** start Input records **

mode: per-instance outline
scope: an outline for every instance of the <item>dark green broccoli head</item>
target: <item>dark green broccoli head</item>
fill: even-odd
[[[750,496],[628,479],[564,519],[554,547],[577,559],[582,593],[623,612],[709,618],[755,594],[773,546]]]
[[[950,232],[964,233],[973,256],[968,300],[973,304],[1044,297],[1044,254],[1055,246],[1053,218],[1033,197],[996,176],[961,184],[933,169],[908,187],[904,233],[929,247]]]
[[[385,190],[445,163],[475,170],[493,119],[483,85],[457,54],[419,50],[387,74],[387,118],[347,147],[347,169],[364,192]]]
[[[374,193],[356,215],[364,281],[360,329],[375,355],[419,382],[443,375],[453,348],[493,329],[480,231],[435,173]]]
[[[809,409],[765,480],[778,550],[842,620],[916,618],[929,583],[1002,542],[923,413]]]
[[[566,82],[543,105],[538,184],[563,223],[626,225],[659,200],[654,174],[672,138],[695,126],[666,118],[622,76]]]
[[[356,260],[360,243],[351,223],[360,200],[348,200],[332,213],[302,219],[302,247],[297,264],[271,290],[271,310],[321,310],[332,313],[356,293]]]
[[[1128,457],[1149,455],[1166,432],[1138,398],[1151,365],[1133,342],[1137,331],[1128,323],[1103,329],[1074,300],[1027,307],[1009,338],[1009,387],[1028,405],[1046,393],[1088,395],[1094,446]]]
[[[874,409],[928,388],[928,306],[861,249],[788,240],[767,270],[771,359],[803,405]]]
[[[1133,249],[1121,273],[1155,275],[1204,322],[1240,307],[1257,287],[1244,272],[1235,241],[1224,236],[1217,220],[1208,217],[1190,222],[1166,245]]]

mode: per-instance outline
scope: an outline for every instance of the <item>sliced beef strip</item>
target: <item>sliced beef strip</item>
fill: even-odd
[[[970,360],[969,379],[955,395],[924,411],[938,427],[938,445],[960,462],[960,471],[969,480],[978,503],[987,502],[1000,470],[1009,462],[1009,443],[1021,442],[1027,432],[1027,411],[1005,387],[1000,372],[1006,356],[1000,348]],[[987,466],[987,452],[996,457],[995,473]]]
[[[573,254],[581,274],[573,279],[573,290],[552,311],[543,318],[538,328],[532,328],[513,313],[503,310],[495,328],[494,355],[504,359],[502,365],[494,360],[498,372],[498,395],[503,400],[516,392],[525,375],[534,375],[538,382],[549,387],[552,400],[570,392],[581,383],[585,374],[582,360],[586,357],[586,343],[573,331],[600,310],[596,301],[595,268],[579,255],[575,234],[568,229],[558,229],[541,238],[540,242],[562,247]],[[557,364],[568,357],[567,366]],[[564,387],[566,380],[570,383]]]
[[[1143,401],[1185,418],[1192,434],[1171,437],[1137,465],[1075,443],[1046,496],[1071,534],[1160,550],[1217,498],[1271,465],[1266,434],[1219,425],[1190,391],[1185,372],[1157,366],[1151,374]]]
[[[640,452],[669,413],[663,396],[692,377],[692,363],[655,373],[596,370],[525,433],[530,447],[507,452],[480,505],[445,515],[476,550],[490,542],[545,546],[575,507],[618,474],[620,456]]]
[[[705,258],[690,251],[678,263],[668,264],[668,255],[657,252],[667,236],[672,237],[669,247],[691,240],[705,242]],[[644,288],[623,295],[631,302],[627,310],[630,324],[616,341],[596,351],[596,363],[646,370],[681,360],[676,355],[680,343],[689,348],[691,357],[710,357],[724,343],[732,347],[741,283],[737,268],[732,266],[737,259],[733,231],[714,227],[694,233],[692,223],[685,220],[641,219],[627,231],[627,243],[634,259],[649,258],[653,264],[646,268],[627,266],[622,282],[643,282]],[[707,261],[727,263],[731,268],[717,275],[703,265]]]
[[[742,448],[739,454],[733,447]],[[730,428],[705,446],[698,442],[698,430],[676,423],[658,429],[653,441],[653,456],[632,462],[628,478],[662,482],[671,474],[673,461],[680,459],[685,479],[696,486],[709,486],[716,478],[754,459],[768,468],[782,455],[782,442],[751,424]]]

** end Input records **

Locate each line in the items above that contains the string "instance", and copy every such line in full.

* _The response_:
mode: per-instance outline
scope: an outline for every instance of the <item>dark green broccoli head</item>
mode: per-instance outline
scope: an outline for every instance of the <item>sliced beef strip</item>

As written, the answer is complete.